■ **SUPPLIED ENTRIES**:
[BEGIN]
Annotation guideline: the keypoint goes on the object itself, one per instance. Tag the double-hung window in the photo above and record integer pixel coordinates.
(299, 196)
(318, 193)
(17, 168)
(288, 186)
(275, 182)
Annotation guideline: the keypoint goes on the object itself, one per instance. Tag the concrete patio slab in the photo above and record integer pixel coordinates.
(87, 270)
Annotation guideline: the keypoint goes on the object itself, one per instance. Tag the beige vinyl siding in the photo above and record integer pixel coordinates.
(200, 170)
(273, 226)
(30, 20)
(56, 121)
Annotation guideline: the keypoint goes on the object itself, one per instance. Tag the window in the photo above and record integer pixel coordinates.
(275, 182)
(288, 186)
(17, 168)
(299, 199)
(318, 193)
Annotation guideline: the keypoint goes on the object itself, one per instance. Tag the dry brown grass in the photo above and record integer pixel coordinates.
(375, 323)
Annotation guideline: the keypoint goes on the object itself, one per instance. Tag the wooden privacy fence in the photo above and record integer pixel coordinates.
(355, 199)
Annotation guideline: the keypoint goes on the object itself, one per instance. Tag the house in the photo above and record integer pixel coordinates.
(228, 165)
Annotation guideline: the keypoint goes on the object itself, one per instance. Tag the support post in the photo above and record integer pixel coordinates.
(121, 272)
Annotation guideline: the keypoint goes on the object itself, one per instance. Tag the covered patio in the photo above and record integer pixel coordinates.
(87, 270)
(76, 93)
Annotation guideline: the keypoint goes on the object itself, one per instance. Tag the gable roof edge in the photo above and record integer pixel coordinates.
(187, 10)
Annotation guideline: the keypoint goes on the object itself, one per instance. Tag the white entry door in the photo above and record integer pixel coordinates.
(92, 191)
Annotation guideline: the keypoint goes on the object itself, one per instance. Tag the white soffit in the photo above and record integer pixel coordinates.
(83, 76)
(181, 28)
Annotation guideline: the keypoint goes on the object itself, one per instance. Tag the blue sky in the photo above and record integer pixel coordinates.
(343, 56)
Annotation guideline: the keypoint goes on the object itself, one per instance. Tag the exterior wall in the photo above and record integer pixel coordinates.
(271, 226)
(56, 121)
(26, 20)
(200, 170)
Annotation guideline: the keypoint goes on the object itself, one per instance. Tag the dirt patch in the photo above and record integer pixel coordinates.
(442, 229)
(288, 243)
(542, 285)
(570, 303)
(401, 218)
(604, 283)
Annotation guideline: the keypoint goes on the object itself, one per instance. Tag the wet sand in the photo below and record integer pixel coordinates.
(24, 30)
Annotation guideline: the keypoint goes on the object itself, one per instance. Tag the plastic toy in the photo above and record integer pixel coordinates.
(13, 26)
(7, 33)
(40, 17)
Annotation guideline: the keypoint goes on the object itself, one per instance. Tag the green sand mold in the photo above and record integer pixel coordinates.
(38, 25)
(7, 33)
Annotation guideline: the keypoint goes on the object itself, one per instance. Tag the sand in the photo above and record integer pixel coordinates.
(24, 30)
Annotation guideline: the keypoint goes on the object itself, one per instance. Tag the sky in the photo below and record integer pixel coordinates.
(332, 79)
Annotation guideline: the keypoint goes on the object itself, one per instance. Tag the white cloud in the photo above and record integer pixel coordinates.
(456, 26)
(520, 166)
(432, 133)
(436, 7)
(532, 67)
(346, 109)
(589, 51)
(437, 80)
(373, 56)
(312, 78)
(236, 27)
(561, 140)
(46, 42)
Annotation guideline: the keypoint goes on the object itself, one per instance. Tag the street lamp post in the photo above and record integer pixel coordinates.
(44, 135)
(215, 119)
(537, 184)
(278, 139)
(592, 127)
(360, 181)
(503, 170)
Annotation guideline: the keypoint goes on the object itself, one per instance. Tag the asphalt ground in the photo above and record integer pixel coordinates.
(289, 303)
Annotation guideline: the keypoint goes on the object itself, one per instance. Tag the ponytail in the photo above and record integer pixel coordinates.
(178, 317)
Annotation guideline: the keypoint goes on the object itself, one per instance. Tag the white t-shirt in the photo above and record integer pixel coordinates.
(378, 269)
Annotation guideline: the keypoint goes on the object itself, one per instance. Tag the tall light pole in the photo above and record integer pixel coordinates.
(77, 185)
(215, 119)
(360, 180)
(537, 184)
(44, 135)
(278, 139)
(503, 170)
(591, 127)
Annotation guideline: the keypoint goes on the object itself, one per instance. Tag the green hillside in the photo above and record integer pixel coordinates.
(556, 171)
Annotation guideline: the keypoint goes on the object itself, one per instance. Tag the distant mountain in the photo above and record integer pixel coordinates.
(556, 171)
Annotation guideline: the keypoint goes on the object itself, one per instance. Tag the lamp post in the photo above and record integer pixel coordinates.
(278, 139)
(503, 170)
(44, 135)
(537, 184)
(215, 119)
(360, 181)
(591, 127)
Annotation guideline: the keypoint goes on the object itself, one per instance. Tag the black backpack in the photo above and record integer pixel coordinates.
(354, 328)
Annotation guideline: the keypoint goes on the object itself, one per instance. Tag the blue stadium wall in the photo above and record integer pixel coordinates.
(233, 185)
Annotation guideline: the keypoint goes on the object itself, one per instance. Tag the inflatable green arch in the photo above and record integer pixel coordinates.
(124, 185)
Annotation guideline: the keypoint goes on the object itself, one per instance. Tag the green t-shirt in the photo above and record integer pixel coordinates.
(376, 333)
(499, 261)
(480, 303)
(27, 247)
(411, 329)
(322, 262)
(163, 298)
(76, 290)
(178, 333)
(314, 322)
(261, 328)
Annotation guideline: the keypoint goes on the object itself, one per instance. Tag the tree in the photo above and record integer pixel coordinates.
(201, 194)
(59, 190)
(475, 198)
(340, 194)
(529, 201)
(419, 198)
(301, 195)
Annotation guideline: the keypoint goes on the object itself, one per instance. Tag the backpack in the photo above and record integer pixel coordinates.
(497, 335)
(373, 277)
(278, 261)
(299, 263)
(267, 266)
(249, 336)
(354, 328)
[END]
Output each entry precisely as given.

Annotation guideline: the keypoint goes on the object itself, one per instance. Tag the double-hung window in the photo above and record integer pixel coordinates.
(299, 196)
(318, 193)
(17, 168)
(288, 186)
(275, 182)
Annotation guideline: the keypoint goes on the object itself, one per instance. Tag the concrete patio slab in the photo above and record integer pixel coordinates.
(87, 270)
Annotation guideline: the keypoint goes on the object itself, one per instance. Tag the beige vinyl siding in the photo above and record integer pixel coordinates.
(200, 170)
(273, 226)
(30, 20)
(56, 121)
Annotation guideline: the keypoint goes on the object itself, one per instance. Tag the window in the photo above and record integer pixel coordinates.
(275, 182)
(288, 186)
(17, 168)
(299, 199)
(318, 193)
Annotation guideline: the keypoint goes on the object itself, one per instance. Tag the dry brown grass in the photo above and record integer pixel coordinates.
(375, 323)
Annotation guideline: the keypoint goes on the object itself, one per instance. Tag the wooden privacy fence in the photo above and record integer pixel coordinates.
(355, 199)
Annotation guideline: the keypoint goes on the object itself, one per instance. Tag the house in the photo above and record integer pixel coordinates.
(228, 165)
Annotation guideline: the keypoint goes on the object itself, one per instance. Tag the support post in the photo above and record integer pixel coordinates.
(121, 272)
Annotation guideline: the keypoint goes on the object itself, one per instance. Tag the covered patio in the photo above and record integer pixel coordinates.
(87, 270)
(76, 93)
Annotation guideline: the keypoint goes on the object itself, one per instance. Tag the gable roof edge in the photo above and record integer pixel coordinates.
(187, 10)
Annotation guideline: the keypoint goes on the object itself, one per instance. Tag the white entry door in the photo above and record integer pixel coordinates.
(92, 191)
Annotation guideline: the keypoint goes on the object itself, one per instance. Tag the white soffit in the photo above and record integer pixel coordinates.
(83, 76)
(181, 28)
Annotation guideline: the keypoint goes on the object itself, one per instance. Tag the blue sky in the photo above and record integer pixel coordinates.
(343, 56)
Annotation guideline: the keypoint goes on the object itself, one per instance. Tag the exterior wall in the photo above and record integer pixel coordinates.
(271, 226)
(56, 121)
(26, 20)
(200, 170)
Annotation guideline: the keypoint goes on the object itself, one per instance. Tag the dirt patch in the photo above and record integer pixel coordinates.
(442, 229)
(288, 243)
(542, 285)
(570, 303)
(401, 218)
(604, 283)
Annotation guideline: the keypoint goes on the object itself, one per instance. Tag the wet sand in the photo below and record integer pixel coordinates.
(24, 30)
Annotation guideline: the keypoint goes on the object itself, one per instance. Tag the plastic toy in the photo above and record integer pixel coordinates.
(13, 26)
(7, 33)
(40, 17)
Annotation guideline: the keypoint goes on the object itself, one per instance. Tag the green sand mold in the photo above and record integer pixel coordinates.
(38, 25)
(7, 33)
Annotation guideline: the keypoint goes on the object itself, one per instance. Tag the sand in the photo above and record integer pixel coordinates.
(24, 30)
Annotation guideline: the keypoint goes on the object itself, one per instance. Tag the sky in the photo below and record integer pixel coordinates.
(332, 79)
Annotation guideline: the keypoint goes on the object itself, one per instance. Tag the white cloud in the photo above and record integer pixel coordinates.
(456, 26)
(520, 166)
(432, 133)
(436, 7)
(532, 67)
(346, 109)
(589, 51)
(437, 80)
(373, 56)
(312, 78)
(236, 27)
(561, 140)
(46, 42)
Annotation guideline: the keypoint goes on the object itself, one per instance. Tag the street lamp post in the photo above and record integer pixel coordinates.
(44, 135)
(215, 119)
(537, 184)
(278, 139)
(592, 127)
(360, 181)
(503, 170)
Annotation guideline: the keypoint goes on the object itself, one per instance. Tag the asphalt ground in the photo above and record integer pixel coordinates.
(289, 303)
Annotation guideline: the keypoint goes on the object itself, one per instance. Tag the ponytail in the photo above and record integer pixel coordinates.
(178, 317)
Annotation guideline: the keypoint goes on the object itself, one per instance. Tag the white t-shirt in the photo above and record integer pixel coordinates.
(378, 269)
Annotation guideline: the keypoint goes on the object itself, one per instance. Tag the tall light pole in the photo above and record integer pixel coordinates.
(77, 185)
(215, 119)
(360, 180)
(537, 184)
(44, 135)
(278, 139)
(503, 170)
(591, 127)
Annotation guideline: the keypoint goes on the object itself, one per instance. Tag the green hillside in the photo above and record integer pixel coordinates.
(556, 171)
Annotation guideline: the keypoint goes on the object itself, one per instance. Tag the distant mountain in the photo above and record integer pixel coordinates.
(556, 171)
Annotation guideline: the keypoint goes on the object itself, one per instance. Tag the lamp post in the photo above and record integer pixel coordinates.
(278, 139)
(503, 170)
(44, 135)
(537, 184)
(215, 119)
(360, 181)
(591, 127)
Annotation guideline: the keypoint goes on the object itself, one per instance. Tag the black backpack in the photo above and record integer pixel coordinates.
(354, 328)
Annotation guideline: the keypoint goes on the object itself, one per instance. Tag the blue stadium wall in the photo above and record integer pixel coordinates.
(233, 185)
Annotation guideline: the keypoint goes on the object itself, one per instance. Tag the inflatable green arch in the photo above and record integer pixel coordinates.
(124, 185)
Annotation guideline: the keypoint goes on the object itself, one per instance. Tag the green t-shirt in the photo above and record integer pixel coordinates.
(376, 333)
(499, 261)
(480, 303)
(27, 247)
(411, 329)
(322, 262)
(163, 298)
(76, 290)
(178, 333)
(314, 322)
(261, 328)
Annotation guideline: the keypoint goes on the object itself, one per instance. Tag the tree in the photo above and record integer pixel coordinates.
(201, 194)
(59, 190)
(475, 198)
(340, 194)
(529, 201)
(419, 198)
(301, 195)
Annotation guideline: the keypoint goes on the object itself, one per instance. Tag the backpack in the photo above and record integer pixel coordinates.
(497, 335)
(373, 277)
(278, 261)
(299, 263)
(267, 266)
(249, 336)
(354, 328)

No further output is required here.